Prompt
A line-by-line copy of the material below is required.

Data to examine

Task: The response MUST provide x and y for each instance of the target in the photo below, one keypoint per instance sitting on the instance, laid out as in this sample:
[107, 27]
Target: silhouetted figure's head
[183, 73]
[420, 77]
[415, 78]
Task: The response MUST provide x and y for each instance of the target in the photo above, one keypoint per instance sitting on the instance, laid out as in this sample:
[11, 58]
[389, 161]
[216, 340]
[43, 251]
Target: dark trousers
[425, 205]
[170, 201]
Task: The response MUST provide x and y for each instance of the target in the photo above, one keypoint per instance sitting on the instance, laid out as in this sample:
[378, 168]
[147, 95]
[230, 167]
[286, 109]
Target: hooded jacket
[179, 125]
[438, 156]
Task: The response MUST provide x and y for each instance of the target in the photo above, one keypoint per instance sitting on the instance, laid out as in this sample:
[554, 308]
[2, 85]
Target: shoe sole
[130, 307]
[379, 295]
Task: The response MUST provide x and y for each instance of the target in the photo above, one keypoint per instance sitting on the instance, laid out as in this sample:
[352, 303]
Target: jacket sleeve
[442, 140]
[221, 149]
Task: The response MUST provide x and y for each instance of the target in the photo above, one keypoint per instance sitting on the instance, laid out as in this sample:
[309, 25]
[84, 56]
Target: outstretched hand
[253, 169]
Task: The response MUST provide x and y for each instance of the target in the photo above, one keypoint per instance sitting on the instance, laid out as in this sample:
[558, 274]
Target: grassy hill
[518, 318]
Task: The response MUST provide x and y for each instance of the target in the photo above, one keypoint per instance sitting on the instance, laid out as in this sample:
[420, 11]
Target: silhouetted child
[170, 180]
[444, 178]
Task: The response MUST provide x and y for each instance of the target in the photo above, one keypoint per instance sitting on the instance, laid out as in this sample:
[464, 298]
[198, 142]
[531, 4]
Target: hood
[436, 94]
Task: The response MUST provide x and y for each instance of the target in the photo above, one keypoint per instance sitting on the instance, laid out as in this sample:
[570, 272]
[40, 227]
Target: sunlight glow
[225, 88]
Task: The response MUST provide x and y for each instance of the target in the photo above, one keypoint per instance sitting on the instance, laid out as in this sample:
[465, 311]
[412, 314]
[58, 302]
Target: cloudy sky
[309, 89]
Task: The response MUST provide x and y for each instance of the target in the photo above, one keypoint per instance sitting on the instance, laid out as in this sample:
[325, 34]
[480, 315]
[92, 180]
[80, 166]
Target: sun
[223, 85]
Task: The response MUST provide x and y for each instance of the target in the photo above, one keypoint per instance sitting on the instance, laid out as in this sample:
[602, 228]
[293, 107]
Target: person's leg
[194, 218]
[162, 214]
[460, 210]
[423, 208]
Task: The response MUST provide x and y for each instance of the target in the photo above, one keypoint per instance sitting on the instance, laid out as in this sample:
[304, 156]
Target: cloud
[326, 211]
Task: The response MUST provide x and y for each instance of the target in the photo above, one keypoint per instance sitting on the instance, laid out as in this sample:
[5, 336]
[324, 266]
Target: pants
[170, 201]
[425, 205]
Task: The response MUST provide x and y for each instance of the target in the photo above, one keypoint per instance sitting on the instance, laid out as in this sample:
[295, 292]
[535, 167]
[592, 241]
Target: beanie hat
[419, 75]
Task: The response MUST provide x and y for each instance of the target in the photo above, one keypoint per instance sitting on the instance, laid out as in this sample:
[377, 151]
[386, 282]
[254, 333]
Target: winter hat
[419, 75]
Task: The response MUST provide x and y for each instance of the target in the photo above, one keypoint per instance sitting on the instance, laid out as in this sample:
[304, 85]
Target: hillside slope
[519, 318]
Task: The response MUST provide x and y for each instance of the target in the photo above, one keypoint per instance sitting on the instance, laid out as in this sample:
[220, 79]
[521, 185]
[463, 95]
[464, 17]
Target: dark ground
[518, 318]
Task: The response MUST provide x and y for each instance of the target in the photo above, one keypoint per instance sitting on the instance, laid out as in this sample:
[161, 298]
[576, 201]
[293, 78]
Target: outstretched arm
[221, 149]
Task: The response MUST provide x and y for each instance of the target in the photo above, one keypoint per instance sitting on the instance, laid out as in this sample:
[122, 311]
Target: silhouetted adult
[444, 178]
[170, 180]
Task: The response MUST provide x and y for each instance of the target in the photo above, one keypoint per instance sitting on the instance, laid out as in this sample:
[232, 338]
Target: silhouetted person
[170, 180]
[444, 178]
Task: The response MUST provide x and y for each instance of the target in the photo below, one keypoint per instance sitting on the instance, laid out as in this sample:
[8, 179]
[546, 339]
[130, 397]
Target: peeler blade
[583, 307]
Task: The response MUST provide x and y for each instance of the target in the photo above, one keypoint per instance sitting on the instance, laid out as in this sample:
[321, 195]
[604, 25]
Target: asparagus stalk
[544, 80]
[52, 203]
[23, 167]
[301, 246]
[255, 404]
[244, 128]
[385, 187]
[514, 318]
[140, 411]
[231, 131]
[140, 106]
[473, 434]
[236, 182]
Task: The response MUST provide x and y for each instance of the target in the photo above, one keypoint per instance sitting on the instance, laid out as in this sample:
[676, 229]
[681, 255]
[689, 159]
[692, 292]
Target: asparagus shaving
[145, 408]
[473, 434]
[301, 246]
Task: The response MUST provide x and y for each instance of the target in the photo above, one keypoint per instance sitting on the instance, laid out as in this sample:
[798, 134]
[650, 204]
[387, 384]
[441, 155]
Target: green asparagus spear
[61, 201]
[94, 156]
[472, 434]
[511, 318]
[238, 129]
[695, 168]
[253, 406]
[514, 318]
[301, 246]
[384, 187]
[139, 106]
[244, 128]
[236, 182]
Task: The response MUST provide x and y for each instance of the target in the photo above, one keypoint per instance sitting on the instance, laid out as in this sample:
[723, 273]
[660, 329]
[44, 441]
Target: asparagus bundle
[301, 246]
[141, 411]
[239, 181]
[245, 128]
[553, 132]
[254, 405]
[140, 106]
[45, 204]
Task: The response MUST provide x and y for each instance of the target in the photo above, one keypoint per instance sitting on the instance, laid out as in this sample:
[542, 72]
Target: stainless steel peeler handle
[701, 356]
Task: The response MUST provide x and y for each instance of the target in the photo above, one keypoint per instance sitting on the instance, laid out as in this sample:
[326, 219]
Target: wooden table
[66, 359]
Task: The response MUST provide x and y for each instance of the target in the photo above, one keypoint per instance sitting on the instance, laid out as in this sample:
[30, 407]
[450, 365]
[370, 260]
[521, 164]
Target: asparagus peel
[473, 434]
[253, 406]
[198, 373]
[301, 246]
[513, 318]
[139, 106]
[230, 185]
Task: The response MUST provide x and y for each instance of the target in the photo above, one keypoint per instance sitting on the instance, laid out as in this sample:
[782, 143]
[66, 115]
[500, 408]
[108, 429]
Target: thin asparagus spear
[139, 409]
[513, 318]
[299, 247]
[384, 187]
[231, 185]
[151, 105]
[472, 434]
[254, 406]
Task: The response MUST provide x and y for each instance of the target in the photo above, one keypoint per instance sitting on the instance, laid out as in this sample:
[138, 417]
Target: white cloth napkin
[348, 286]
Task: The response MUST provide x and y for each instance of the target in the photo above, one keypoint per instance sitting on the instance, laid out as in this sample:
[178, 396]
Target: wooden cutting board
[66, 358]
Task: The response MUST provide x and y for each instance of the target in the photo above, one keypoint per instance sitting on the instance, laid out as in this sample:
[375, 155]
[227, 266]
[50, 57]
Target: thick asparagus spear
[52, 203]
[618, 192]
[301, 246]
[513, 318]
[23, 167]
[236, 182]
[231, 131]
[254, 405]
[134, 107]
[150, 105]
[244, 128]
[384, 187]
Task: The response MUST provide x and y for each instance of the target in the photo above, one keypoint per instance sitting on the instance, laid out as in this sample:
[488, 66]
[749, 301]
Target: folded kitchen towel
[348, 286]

Finished task
Task: The response MUST provide x and y for each instance of the target in the photo below, one keypoint per instance sitting on the instance, laid out as in this sample:
[107, 27]
Target: silhouetted figure's head
[183, 73]
[420, 77]
[415, 78]
Task: The response MUST provide x and y for each instance of the target in the photo above, one keypoint per instance sitting on the instance, laid out as in this sample:
[11, 58]
[389, 161]
[216, 340]
[43, 251]
Target: dark trousers
[425, 205]
[170, 201]
Task: The response MUST provide x and y for each instance of the target in the photo above, one keypoint per instance sitting on the instance, laid out as in this sample:
[378, 168]
[147, 95]
[230, 167]
[286, 109]
Target: hooded jacket
[179, 125]
[438, 156]
Task: The response MUST provide x and y for each instance of the target in the photo above, one keypoint per instance sitting on the instance, laid out as in this sample:
[554, 308]
[2, 85]
Target: shoe sole
[130, 307]
[379, 295]
Task: The response MUST provide x and y for each instance of the target in the photo above, one keypoint per instance sitting on the instance, laid out as in this sample:
[352, 303]
Target: jacket sleeve
[442, 140]
[221, 149]
Task: The response MUST provide x and y for each instance of the target in the photo above, one keypoint per instance sitting on the instance, laid out as in this sample:
[309, 25]
[84, 56]
Target: outstretched hand
[253, 169]
Task: The response MUST provide x and y for each instance of the target in the photo above, one keypoint per instance sitting on the instance, laid out as in this sample:
[558, 274]
Target: grassy hill
[518, 318]
Task: The response MUST provide x and y for each instance of the target in the photo above, one keypoint per instance sitting on the instance, laid out as in this sample:
[420, 11]
Target: silhouetted child
[170, 180]
[444, 178]
Task: The response MUST provide x and y for each instance of the target in the photo above, one keypoint per instance sitting on the instance, laid out as in this sample:
[464, 298]
[198, 142]
[531, 4]
Target: hood
[436, 94]
Task: The response MUST provide x and y for each instance of the target in the photo above, one keypoint per instance sitting on the instance, laid out as in this sample:
[570, 272]
[40, 227]
Target: sunlight glow
[225, 88]
Task: The response MUST provide x and y for each instance of the target in the photo above, one keypoint per instance sitting on the instance, laid out as in this sample:
[465, 311]
[412, 314]
[58, 302]
Target: cloudy sky
[309, 89]
Task: The response MUST provide x and y for each instance of the target in the photo above, one keypoint per instance sitting on the instance, laid out as in this sample:
[325, 34]
[480, 315]
[92, 180]
[80, 166]
Target: sun
[223, 85]
Task: The response MUST provide x and y for each instance of the target in the photo above, one keypoint per instance sitting on the instance, laid out as in this sample:
[602, 228]
[293, 107]
Target: person's leg
[194, 218]
[162, 214]
[460, 210]
[423, 208]
Task: The response MUST provide x and y for each instance of the target in the photo above, one keypoint per instance sitting on the instance, laid out as in this sample:
[304, 156]
Target: cloud
[326, 211]
Task: The response MUST provide x and y for each instance of the target in the photo above, one keypoint per instance sitting on the instance, laid out as in this sample:
[5, 336]
[324, 266]
Target: pants
[170, 201]
[425, 205]
Task: The response MUST provide x and y for each instance of the target in the photo above, one keypoint per instance sitting on the instance, laid out as in this sample:
[295, 292]
[535, 167]
[592, 241]
Target: beanie hat
[419, 75]
Task: The response MUST provide x and y for each instance of the target in the photo above, one keypoint per instance sitting on the instance, laid out as in this sample:
[377, 151]
[386, 282]
[254, 333]
Target: winter hat
[419, 75]
Task: The response MUST provide x and y for each instance of the target in the photo above, one keypoint per instance sitting on the instance, laid out as in this sample:
[304, 85]
Target: hillside slope
[519, 318]
Task: The response MUST provide x and y for each instance of the target in the photo above, one keypoint per instance sitting on the instance, laid out as in this sample:
[220, 79]
[521, 185]
[463, 95]
[464, 17]
Target: dark ground
[518, 318]
Task: The response MUST provide x and y for each instance of the target in the photo above, one keypoint per instance sitting on the instance, laid out as in this sample:
[161, 298]
[576, 201]
[293, 78]
Target: outstretched arm
[221, 149]
Task: The response MUST provide x and y for each instance of the target in the photo above, one keypoint per instance sitting on the instance, laid out as in this sample:
[122, 311]
Target: silhouetted adult
[444, 178]
[170, 180]
Task: The response MUST provide x and y for each instance of the target in the photo above, one keypoint per instance sitting on the instance, laid out as in this sample:
[232, 338]
Target: silhouetted person
[170, 180]
[444, 178]
Task: The response MUST provide x and y for each instance of the target in the photo below, one keypoint per instance sitting on the instance, laid out as in this sample:
[8, 179]
[546, 339]
[130, 397]
Target: peeler blade
[583, 307]
Task: The response MUST provide x and y for each instance of the target in the photo above, one keypoint per instance sitting on the instance, laid out as in this sample:
[321, 195]
[604, 25]
Target: asparagus stalk
[544, 80]
[52, 203]
[23, 167]
[301, 246]
[255, 404]
[244, 128]
[385, 187]
[514, 318]
[140, 411]
[231, 131]
[140, 106]
[473, 434]
[236, 182]
Task: The response MUST provide x and y for each instance of the target in the photo above, one keypoint per instance sitting on the instance, laid out as in this sample:
[676, 229]
[681, 255]
[689, 159]
[692, 292]
Target: asparagus shaving
[145, 408]
[473, 434]
[301, 246]
Task: The response MUST provide x and y for each instance of the target in the photo above, one keypoint per instance sitting on the instance, laid out as in this sample:
[798, 134]
[650, 204]
[387, 384]
[441, 155]
Target: green asparagus spear
[61, 201]
[94, 156]
[472, 434]
[511, 318]
[238, 129]
[695, 168]
[253, 406]
[514, 318]
[301, 246]
[384, 187]
[139, 106]
[244, 128]
[236, 182]
Task: The response MUST provide x and y for each instance of the target in the photo above, one keypoint per instance sitting on the instance, laid out as in this sample:
[723, 273]
[660, 329]
[44, 441]
Target: asparagus bundle
[301, 246]
[141, 411]
[239, 181]
[245, 128]
[553, 132]
[254, 405]
[140, 106]
[45, 204]
Task: The response MUST provide x and y for each instance of the target in the photo above, one keypoint per instance sitting on the instance, laid out as in this sample:
[542, 72]
Target: stainless steel peeler handle
[701, 356]
Task: The response MUST provide x and y for each instance of the target in the photo above, one keypoint per instance sitting on the instance, laid out as in this sample:
[326, 219]
Target: wooden table
[66, 359]
Task: The response MUST provide x and y for each instance of the target in the photo above, one keypoint per instance sitting on the instance, laid out as in this sample:
[30, 407]
[450, 365]
[370, 260]
[521, 164]
Target: asparagus peel
[473, 434]
[253, 406]
[198, 373]
[301, 246]
[513, 318]
[139, 106]
[230, 185]
Task: The response MUST provide x and y for each instance of the target in the photo above, one keypoint per instance sitting on the instance, laid out as in this sample:
[782, 143]
[66, 115]
[500, 408]
[108, 429]
Target: thin asparagus spear
[139, 409]
[513, 318]
[299, 247]
[384, 187]
[231, 185]
[151, 105]
[472, 434]
[254, 406]
Task: The response MUST provide x and y for each instance of the target in the photo above, one keypoint per instance sitting on the instance, laid out as in this sample:
[138, 417]
Target: white cloth napkin
[348, 286]
Task: The response MUST provide x and y for each instance of the target in the photo above, one keypoint per instance sitting on the instance, laid out as in this sample:
[178, 396]
Target: wooden cutting board
[66, 358]
Task: The response MUST provide x and y for each instance of the target in the photo above, one keypoint per instance sitting on the instance, laid out as in this sample:
[375, 155]
[227, 266]
[50, 57]
Target: thick asparagus spear
[52, 203]
[618, 192]
[301, 246]
[513, 318]
[23, 167]
[236, 182]
[231, 131]
[254, 405]
[134, 107]
[150, 105]
[244, 128]
[384, 187]
Task: The response MUST provide x and y for each instance of the target in the photo above, one keypoint per instance sitting on the instance, laid out as in this sample:
[488, 66]
[749, 301]
Target: folded kitchen towel
[348, 286]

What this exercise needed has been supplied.